(Beginning of DATASET EXTRACT)

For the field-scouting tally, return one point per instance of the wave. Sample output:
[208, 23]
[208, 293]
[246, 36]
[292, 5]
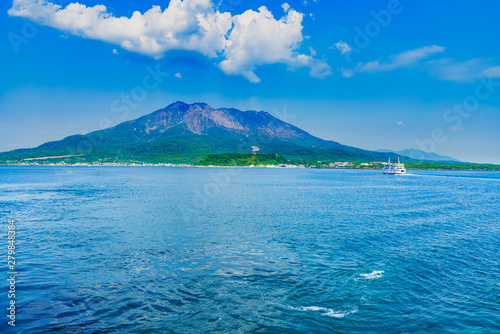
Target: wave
[374, 274]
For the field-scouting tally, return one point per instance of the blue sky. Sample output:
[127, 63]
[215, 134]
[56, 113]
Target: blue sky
[372, 74]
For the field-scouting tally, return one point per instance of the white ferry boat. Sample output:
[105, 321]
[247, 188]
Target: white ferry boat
[390, 168]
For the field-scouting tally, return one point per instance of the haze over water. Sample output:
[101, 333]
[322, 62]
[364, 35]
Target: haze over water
[202, 250]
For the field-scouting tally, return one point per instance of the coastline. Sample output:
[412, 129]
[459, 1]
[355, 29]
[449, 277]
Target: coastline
[222, 166]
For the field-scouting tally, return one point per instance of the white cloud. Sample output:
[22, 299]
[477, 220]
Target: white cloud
[243, 42]
[401, 60]
[493, 72]
[465, 71]
[257, 38]
[343, 47]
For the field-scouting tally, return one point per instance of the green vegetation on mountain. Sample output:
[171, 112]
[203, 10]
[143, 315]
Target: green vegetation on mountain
[197, 133]
[235, 159]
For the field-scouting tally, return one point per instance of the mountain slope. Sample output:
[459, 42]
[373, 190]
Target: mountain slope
[187, 133]
[422, 155]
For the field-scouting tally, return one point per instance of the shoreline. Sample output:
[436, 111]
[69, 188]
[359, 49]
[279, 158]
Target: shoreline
[211, 166]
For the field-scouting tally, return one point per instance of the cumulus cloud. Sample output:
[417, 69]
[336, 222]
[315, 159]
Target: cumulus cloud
[343, 47]
[242, 42]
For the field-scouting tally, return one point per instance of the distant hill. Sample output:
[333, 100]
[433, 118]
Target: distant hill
[422, 155]
[187, 133]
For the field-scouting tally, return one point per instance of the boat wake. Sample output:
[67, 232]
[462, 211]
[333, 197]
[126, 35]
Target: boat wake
[373, 275]
[324, 311]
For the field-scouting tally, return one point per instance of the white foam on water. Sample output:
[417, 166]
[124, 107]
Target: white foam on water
[325, 311]
[374, 274]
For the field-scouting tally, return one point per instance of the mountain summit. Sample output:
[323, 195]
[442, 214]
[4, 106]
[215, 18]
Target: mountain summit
[187, 133]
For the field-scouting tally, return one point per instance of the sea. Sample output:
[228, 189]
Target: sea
[249, 250]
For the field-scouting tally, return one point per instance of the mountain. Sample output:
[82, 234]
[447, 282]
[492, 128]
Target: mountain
[422, 155]
[187, 133]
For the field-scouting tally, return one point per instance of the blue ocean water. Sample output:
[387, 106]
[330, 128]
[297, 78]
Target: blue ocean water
[213, 250]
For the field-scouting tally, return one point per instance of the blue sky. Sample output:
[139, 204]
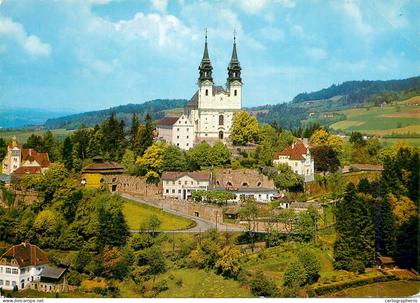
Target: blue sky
[93, 54]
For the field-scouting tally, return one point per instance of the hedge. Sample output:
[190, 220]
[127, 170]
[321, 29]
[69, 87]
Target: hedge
[319, 291]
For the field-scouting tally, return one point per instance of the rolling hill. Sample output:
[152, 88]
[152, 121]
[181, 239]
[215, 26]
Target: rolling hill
[157, 108]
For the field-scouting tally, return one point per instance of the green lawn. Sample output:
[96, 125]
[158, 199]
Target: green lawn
[137, 214]
[196, 283]
[381, 289]
[393, 118]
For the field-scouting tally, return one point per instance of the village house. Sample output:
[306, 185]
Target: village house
[96, 175]
[180, 185]
[22, 161]
[51, 279]
[20, 265]
[298, 157]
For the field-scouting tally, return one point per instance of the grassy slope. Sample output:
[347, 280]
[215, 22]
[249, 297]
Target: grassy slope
[399, 117]
[23, 134]
[137, 214]
[381, 289]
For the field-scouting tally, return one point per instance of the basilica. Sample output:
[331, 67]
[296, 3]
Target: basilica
[208, 115]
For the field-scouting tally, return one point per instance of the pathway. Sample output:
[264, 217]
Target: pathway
[202, 224]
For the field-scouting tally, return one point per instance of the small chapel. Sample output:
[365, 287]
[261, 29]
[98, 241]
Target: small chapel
[208, 114]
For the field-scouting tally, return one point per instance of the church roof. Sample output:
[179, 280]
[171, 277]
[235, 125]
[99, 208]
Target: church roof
[30, 154]
[173, 175]
[168, 120]
[26, 254]
[295, 152]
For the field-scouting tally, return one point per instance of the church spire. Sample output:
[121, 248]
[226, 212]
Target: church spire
[205, 67]
[234, 68]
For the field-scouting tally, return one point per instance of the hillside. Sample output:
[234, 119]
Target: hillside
[24, 117]
[157, 108]
[356, 92]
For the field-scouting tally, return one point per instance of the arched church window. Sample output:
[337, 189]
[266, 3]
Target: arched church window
[221, 120]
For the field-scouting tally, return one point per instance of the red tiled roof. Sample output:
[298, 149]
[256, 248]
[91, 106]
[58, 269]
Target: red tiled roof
[104, 167]
[366, 167]
[168, 120]
[27, 170]
[30, 154]
[295, 152]
[174, 175]
[26, 254]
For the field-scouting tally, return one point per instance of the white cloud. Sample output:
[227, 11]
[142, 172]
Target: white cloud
[30, 43]
[286, 3]
[272, 33]
[352, 9]
[316, 53]
[253, 6]
[160, 5]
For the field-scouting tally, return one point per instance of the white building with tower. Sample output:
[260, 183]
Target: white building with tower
[208, 115]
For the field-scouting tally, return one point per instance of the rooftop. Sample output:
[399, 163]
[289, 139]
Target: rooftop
[26, 254]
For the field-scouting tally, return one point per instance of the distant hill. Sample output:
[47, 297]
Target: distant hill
[157, 108]
[26, 117]
[358, 91]
[335, 98]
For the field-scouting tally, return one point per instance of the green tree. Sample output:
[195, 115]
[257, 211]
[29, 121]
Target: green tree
[174, 159]
[262, 286]
[295, 275]
[354, 248]
[129, 161]
[311, 265]
[153, 223]
[152, 160]
[67, 153]
[228, 263]
[244, 129]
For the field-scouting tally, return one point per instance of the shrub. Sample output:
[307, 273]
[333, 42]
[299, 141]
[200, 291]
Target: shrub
[262, 286]
[295, 274]
[74, 278]
[311, 265]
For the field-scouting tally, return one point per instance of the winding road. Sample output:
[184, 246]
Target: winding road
[202, 224]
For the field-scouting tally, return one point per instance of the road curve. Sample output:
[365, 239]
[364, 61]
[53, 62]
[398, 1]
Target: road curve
[201, 224]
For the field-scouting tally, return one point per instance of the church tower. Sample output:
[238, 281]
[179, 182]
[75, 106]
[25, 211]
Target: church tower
[234, 81]
[205, 80]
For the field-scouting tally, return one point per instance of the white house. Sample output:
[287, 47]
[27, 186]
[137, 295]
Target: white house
[208, 115]
[298, 157]
[259, 194]
[21, 161]
[180, 185]
[20, 265]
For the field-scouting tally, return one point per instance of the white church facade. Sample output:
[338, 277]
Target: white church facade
[208, 115]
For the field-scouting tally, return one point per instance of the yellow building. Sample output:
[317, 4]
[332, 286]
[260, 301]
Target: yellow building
[99, 174]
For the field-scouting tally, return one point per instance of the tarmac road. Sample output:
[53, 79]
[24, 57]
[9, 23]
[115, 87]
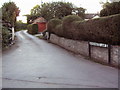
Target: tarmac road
[35, 63]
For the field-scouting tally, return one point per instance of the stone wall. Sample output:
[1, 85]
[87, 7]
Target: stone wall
[82, 47]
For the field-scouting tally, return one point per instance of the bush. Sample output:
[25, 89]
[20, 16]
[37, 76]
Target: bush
[52, 25]
[68, 26]
[102, 30]
[32, 29]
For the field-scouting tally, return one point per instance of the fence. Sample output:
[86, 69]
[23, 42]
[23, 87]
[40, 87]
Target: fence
[103, 53]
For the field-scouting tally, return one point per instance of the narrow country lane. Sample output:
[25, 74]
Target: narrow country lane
[35, 63]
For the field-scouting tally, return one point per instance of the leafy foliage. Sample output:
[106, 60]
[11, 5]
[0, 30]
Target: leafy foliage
[9, 12]
[55, 10]
[110, 9]
[102, 30]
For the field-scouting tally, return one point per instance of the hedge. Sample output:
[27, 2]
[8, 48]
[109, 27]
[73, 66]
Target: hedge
[68, 27]
[102, 30]
[32, 29]
[52, 25]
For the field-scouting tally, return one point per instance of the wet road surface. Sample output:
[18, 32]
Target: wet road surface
[35, 63]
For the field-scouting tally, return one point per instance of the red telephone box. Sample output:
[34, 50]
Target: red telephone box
[41, 26]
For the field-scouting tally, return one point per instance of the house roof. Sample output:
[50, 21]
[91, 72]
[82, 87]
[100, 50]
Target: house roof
[90, 15]
[40, 19]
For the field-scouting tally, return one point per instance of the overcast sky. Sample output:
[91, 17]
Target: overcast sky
[92, 6]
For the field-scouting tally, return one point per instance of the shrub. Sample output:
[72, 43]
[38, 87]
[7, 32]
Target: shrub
[52, 25]
[102, 30]
[68, 26]
[32, 28]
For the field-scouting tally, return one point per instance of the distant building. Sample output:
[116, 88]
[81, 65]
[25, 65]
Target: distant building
[42, 24]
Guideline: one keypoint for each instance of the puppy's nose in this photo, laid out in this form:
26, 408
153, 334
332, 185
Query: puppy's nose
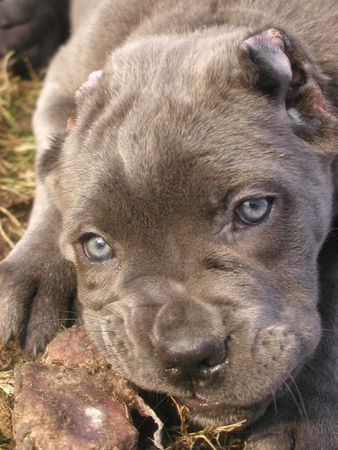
192, 357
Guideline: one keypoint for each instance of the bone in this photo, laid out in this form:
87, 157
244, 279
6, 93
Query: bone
71, 399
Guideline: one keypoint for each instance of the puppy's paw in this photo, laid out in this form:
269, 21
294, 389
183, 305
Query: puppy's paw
35, 299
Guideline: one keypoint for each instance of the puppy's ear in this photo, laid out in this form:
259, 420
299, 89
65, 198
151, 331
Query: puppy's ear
278, 66
48, 161
81, 93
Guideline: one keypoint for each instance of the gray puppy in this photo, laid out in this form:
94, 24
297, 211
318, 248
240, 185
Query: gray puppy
184, 192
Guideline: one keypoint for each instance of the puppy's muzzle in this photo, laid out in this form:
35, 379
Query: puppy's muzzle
189, 343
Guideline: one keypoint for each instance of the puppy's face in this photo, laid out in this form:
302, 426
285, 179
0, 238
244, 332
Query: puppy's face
194, 213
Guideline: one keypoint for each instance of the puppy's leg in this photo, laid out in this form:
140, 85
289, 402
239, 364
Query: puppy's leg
37, 285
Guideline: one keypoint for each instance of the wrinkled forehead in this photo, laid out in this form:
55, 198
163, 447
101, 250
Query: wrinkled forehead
166, 157
164, 137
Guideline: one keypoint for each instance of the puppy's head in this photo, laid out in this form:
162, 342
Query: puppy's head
195, 192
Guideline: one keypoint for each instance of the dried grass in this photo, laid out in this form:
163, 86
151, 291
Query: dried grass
208, 438
17, 101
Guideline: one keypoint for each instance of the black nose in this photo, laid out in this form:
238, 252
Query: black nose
192, 357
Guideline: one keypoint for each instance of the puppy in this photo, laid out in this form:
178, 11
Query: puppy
184, 192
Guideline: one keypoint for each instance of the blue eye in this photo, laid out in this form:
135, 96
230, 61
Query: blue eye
97, 249
254, 211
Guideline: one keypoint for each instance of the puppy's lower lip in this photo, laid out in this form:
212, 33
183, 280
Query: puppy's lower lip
199, 404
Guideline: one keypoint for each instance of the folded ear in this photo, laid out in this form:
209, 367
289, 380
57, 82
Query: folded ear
48, 161
278, 66
85, 88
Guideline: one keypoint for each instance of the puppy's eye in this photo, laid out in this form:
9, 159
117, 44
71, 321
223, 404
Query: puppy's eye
97, 249
254, 211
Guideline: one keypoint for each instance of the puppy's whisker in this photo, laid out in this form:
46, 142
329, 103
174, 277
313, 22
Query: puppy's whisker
299, 396
293, 398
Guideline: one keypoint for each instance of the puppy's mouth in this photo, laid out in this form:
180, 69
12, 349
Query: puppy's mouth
201, 405
215, 413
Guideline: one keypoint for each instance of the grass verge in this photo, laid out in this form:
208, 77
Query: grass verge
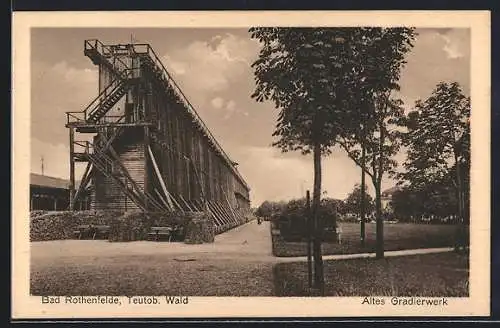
431, 275
396, 237
151, 275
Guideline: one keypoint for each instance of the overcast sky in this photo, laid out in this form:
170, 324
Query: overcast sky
212, 66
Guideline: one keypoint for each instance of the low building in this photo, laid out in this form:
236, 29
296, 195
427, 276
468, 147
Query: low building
52, 194
386, 198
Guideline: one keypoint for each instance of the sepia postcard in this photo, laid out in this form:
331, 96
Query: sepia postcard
250, 164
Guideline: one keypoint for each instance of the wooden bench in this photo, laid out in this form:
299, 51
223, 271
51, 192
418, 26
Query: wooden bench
87, 231
158, 233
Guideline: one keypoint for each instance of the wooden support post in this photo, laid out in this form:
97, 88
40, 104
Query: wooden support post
160, 178
185, 203
71, 168
146, 167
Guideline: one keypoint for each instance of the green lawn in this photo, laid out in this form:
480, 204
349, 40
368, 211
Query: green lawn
150, 275
398, 236
431, 275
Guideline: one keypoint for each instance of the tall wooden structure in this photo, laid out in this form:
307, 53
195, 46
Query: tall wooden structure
150, 149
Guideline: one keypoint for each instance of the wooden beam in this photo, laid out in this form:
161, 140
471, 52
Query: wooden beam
85, 180
162, 200
160, 179
186, 203
176, 202
71, 168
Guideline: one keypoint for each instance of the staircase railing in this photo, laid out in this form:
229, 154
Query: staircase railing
105, 164
171, 82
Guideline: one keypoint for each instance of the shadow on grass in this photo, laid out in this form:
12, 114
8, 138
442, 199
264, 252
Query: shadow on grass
430, 275
396, 237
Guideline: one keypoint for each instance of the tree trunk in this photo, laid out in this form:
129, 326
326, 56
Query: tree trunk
318, 260
362, 201
378, 183
460, 223
380, 221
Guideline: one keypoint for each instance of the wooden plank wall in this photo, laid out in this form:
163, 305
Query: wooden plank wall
182, 145
190, 165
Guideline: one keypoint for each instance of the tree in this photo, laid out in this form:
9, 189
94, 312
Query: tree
438, 141
310, 74
353, 201
371, 147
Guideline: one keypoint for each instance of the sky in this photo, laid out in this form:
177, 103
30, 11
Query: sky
212, 67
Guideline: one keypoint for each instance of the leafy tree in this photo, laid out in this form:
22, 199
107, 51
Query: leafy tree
438, 141
311, 75
377, 139
353, 201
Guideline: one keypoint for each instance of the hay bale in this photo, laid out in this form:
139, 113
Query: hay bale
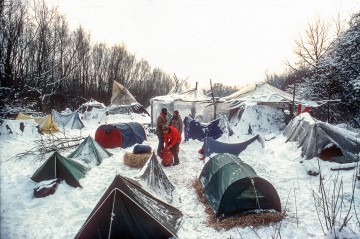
135, 160
242, 220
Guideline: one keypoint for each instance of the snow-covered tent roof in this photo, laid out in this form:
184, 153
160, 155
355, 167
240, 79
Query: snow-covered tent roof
189, 102
263, 93
319, 139
121, 95
123, 102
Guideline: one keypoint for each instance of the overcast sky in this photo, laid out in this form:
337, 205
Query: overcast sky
228, 41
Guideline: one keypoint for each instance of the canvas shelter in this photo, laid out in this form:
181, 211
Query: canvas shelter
194, 129
123, 102
120, 135
154, 176
126, 210
90, 152
326, 141
60, 167
266, 95
232, 187
19, 128
189, 102
47, 123
68, 121
211, 146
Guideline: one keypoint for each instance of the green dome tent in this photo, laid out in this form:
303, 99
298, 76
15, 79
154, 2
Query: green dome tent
90, 152
126, 210
57, 166
232, 186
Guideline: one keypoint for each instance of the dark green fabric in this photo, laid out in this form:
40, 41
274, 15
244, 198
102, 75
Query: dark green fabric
232, 186
58, 166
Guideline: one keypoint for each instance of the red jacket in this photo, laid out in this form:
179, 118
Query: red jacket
172, 137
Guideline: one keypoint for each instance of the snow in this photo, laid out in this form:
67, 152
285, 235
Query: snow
62, 214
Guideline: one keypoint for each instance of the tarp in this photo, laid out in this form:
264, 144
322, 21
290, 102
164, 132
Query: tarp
123, 102
120, 135
126, 210
90, 152
211, 146
60, 167
194, 129
232, 186
68, 121
47, 123
154, 176
319, 139
189, 102
22, 128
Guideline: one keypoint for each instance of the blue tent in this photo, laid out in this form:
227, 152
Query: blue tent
194, 129
213, 146
120, 135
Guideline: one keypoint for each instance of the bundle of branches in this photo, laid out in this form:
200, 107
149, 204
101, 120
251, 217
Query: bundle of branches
135, 160
47, 145
241, 220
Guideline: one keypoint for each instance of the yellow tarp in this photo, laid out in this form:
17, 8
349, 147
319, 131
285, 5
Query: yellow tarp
46, 123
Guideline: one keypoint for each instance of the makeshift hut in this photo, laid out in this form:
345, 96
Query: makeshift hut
189, 102
47, 123
154, 176
264, 96
90, 152
19, 128
123, 102
60, 167
120, 135
211, 146
126, 210
68, 121
231, 187
326, 141
194, 129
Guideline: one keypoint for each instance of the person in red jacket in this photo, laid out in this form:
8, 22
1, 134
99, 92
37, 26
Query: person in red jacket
172, 139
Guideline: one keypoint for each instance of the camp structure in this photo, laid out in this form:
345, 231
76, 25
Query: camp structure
123, 102
189, 102
211, 146
194, 129
262, 97
92, 109
232, 187
126, 210
90, 152
155, 178
47, 123
60, 167
68, 121
120, 135
19, 128
322, 140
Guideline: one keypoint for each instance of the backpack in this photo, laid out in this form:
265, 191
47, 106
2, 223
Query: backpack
167, 158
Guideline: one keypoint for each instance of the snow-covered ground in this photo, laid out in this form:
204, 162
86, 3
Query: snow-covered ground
62, 214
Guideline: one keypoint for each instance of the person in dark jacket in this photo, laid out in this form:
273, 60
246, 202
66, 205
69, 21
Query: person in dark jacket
161, 121
172, 139
177, 122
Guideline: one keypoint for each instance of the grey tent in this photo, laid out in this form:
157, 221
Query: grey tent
155, 177
213, 146
232, 187
68, 121
319, 139
57, 166
128, 211
90, 152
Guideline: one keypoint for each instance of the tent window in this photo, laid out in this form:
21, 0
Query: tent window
249, 193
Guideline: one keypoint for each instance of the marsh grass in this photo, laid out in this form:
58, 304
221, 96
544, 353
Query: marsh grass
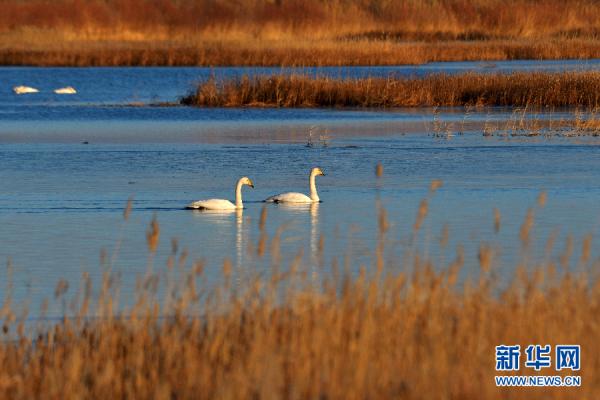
293, 32
535, 89
408, 329
206, 50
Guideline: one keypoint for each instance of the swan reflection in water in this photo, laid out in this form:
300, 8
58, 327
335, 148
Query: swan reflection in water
224, 218
313, 209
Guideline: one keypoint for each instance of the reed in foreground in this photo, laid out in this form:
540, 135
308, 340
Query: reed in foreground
408, 330
517, 89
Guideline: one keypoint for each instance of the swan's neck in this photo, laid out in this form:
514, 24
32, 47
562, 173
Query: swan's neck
238, 195
313, 188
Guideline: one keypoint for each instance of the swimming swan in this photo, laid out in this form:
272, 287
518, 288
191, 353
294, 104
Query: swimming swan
65, 90
294, 197
24, 89
221, 204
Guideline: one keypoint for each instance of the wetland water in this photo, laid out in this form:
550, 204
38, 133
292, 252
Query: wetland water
68, 164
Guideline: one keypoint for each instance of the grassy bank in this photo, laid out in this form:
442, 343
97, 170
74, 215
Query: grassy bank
517, 89
388, 331
290, 52
294, 32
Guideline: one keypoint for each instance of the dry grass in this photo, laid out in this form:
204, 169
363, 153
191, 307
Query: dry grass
408, 329
517, 89
289, 52
293, 32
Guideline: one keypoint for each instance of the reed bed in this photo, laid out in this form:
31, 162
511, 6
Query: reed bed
406, 329
286, 53
293, 32
516, 89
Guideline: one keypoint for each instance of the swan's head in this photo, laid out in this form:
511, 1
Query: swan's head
247, 181
317, 171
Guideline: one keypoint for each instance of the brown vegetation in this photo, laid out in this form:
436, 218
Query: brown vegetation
293, 32
517, 89
387, 332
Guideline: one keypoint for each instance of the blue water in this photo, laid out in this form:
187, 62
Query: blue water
68, 164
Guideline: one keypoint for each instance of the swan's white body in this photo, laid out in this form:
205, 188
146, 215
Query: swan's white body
294, 197
222, 204
66, 90
24, 89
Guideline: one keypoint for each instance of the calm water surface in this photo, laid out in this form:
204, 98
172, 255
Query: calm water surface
68, 164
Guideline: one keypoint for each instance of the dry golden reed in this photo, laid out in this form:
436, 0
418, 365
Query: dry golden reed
410, 329
293, 32
536, 89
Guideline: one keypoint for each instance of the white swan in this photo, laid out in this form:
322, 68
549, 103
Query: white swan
294, 197
24, 89
65, 90
221, 204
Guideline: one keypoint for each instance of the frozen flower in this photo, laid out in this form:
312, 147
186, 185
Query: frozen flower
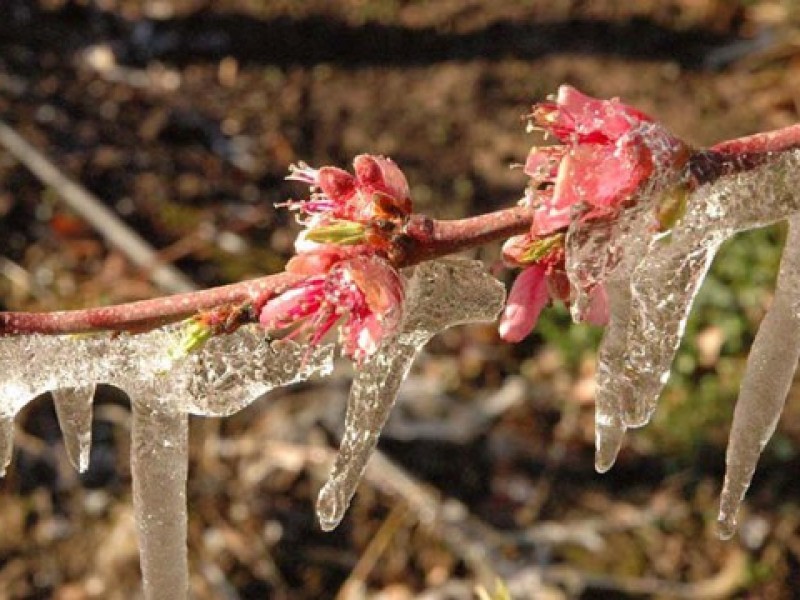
609, 151
526, 300
365, 294
378, 190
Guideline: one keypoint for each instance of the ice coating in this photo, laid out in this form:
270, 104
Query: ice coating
767, 379
159, 467
74, 412
440, 294
224, 376
666, 280
635, 358
609, 427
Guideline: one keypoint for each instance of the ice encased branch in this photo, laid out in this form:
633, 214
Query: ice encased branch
439, 294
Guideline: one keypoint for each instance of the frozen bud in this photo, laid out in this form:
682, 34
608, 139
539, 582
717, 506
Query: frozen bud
528, 297
378, 190
363, 294
609, 151
383, 183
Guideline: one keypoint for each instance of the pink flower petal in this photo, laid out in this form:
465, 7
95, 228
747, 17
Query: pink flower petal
336, 183
526, 300
376, 173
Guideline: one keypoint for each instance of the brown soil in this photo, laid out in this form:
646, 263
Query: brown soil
183, 116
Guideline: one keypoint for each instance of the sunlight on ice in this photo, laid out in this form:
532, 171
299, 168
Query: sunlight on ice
74, 412
221, 378
439, 294
767, 379
651, 297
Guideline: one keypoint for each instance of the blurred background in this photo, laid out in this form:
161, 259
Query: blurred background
182, 116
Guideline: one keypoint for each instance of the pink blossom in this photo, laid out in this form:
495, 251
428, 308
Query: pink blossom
378, 190
526, 300
609, 151
364, 294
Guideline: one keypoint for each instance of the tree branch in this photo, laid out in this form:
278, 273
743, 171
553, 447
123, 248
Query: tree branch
422, 239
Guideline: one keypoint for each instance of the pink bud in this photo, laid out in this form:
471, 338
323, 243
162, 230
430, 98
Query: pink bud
336, 183
525, 302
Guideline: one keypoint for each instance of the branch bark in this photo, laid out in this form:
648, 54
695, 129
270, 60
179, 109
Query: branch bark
423, 239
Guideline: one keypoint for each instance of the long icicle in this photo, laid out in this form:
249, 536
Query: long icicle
767, 379
159, 466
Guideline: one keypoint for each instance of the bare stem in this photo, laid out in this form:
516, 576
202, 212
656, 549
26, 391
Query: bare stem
145, 314
424, 239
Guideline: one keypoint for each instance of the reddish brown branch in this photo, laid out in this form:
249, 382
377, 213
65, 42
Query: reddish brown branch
146, 314
429, 239
423, 239
779, 140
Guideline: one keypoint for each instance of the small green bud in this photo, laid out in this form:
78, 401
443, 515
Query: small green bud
541, 248
194, 334
338, 232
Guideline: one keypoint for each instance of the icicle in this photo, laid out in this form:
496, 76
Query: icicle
666, 272
6, 443
664, 286
609, 427
767, 379
74, 412
439, 295
159, 466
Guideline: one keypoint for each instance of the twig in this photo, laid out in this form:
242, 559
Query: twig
422, 239
115, 232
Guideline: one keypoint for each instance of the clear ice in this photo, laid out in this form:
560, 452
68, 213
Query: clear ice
74, 412
227, 374
652, 279
439, 294
767, 379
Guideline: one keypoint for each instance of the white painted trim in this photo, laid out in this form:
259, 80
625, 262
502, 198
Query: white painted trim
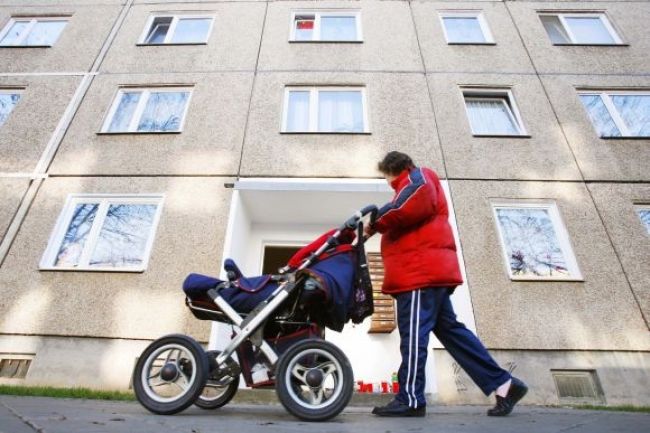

(End of DATASET EXTRACT)

» **WORK REQUIRED**
Look through the records above and please copy every line in which the string "painted" occurs.

» **ANSWER TO THE EXERCISE**
Guideline: one keypoint for each instance of the white painted trim in this photo, laid out in this form:
Query: white painted trim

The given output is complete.